WRITTEN TASK: Turn the material below into a Markdown table with two columns, Row and Text. Give each line its own row, numbered in order, skip blank lines, and leave the pictures out.

ENTRIES PROVIDED:

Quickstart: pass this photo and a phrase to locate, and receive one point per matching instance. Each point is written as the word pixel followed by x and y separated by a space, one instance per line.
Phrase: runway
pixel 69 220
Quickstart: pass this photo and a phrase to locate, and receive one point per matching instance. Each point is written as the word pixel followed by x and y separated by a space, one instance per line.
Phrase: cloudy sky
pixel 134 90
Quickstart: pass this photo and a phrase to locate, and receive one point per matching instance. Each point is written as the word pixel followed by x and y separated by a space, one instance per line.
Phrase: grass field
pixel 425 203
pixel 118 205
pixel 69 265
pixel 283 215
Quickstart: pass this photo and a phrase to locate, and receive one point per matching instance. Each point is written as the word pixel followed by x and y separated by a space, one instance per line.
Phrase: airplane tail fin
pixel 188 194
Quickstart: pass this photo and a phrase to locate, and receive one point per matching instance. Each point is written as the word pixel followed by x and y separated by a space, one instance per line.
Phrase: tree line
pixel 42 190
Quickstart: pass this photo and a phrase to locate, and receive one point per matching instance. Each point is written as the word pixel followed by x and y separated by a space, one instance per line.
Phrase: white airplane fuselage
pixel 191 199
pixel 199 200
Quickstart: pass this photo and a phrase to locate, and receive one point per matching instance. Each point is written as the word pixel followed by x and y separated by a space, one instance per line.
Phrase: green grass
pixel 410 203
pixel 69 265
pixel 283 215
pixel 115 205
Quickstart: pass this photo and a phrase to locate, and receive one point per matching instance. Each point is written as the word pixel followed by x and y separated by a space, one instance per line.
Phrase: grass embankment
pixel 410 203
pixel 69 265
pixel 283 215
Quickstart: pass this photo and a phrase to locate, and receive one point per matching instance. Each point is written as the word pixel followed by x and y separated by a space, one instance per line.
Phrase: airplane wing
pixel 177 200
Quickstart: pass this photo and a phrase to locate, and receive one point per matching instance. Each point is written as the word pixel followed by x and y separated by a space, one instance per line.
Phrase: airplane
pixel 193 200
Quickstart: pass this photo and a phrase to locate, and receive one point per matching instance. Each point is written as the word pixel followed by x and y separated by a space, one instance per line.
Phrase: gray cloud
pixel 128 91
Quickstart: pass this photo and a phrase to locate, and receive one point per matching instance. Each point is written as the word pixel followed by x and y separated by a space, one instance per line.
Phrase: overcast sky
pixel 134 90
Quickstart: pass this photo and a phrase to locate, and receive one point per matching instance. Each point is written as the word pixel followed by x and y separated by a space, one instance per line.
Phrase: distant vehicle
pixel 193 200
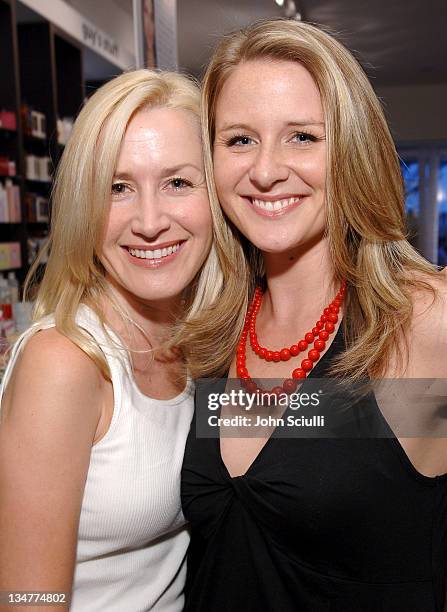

OUTPUT BELOW:
| Row | Text |
|---|---|
| 1 | Quickstart: pass this photo and a phrase to locate, and receive one point per matching instance. Each point is written as the word pixel followed by x and y separated by a space, one instance per line. |
| 2 | Phrase: runway |
| 3 | pixel 69 220 |
| 4 | Quickstart: pass this photo and a phrase to locate, and receive one point per matching instance. Each point is written as the word pixel followed by x and y separated by a space, one instance per line. |
| 5 | Phrase: cloudy sky |
| 6 | pixel 134 90 |
| 7 | Quickstart: pass this photo and a phrase to locate, and receive one point per matching instance. Each point is written as the word pixel followed by x and y separated by a space, one instance per line. |
| 8 | Phrase: grass field |
| 9 | pixel 425 203 |
| 10 | pixel 118 205 |
| 11 | pixel 69 265 |
| 12 | pixel 283 215 |
| 13 | Quickstart: pass this photo and a phrase to locate, and receive one point per matching instance. Each point is written as the word pixel followed by x and y separated by a space, one instance per line. |
| 14 | Phrase: airplane tail fin |
| 15 | pixel 188 194 |
| 16 | Quickstart: pass this photo and a phrase to locate, and receive one point per matching instance. Each point is written as the word pixel followed by x and y separated by a space, one instance per line. |
| 17 | Phrase: tree line |
| 18 | pixel 42 190 |
| 19 | Quickstart: pass this photo and a phrase to locate, and receive one point per matching instance. Each point is written as the word pixel followed by x and y separated by a space, one instance per line. |
| 20 | Phrase: white airplane fuselage |
| 21 | pixel 191 199 |
| 22 | pixel 199 200 |
| 23 | Quickstart: pass this photo and a phrase to locate, and receive one point per matching instance. Each point is written as the word pixel followed by x and y separated by a space, one instance per line. |
| 24 | Phrase: green grass |
| 25 | pixel 410 203 |
| 26 | pixel 69 265 |
| 27 | pixel 283 215 |
| 28 | pixel 115 205 |
| 29 | Quickstart: pass this photo and a phrase to locate, and receive one point per matching instance. Each point is written as the word pixel followed by x and y separated by a space, one instance per line. |
| 30 | Phrase: grass embankment |
| 31 | pixel 410 203 |
| 32 | pixel 69 265 |
| 33 | pixel 283 215 |
| 34 | Quickstart: pass this photo and a phrase to locate, and receive one point per matching instance. Each point is written as the word pixel followed by x and y separated by a space, one instance per line. |
| 35 | Phrase: airplane wing |
| 36 | pixel 177 200 |
| 37 | Quickstart: pass this photo and a phrase to locate, and receive one point per matching instance. Each point is written as the word pixel followed by x and y separated by a space, one instance per line. |
| 38 | Phrase: airplane |
| 39 | pixel 193 200 |
| 40 | Quickstart: pass this photo and a phrase to locate, and receive one point per matching instance. Each point is written as the word pixel followed by x and y separated by a space, one instance per line. |
| 41 | Phrase: gray cloud |
| 42 | pixel 128 91 |
| 43 | Quickstart: pass this photo and a phrase to locate, and receive one point per matching instance. Each point is written as the word pixel followed by x and y separated by a space, one instance per line. |
| 44 | Phrase: overcast sky |
| 45 | pixel 134 90 |
| 46 | Quickstart: pass this photo and a phrase to locate, and receive one point per matching instance. Each point is written as the word pixel followed by x and y separated by a space, one instance per line. |
| 47 | Phrase: distant vehicle |
| 48 | pixel 193 200 |